■ **TASK BRIEF**
Present the stretch of the records from the line containing "Where can the green foliage" through the end of the records as a numbered list, leaving out blank lines.

[Data taken from a collection]
----

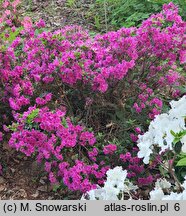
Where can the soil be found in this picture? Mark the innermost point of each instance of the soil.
(22, 178)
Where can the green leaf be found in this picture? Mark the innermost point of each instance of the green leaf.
(64, 123)
(177, 147)
(32, 116)
(181, 162)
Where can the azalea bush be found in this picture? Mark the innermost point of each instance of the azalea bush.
(118, 187)
(160, 136)
(77, 103)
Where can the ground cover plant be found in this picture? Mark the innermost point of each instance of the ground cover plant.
(80, 105)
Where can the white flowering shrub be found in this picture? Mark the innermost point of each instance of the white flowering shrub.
(114, 188)
(117, 185)
(158, 192)
(165, 131)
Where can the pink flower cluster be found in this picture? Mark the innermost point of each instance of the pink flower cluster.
(38, 68)
(56, 143)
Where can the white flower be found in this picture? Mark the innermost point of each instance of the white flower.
(116, 177)
(173, 196)
(156, 194)
(159, 132)
(183, 140)
(162, 183)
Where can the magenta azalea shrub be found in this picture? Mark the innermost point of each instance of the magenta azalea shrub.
(50, 82)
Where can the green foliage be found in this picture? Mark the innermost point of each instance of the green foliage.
(127, 13)
(32, 116)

----

■ **RESPONSE BELOW**
1. Where can the green foliage be found in this picture? Mark the innermost point of each instance of the green foliage.
2. (127, 13)
3. (32, 116)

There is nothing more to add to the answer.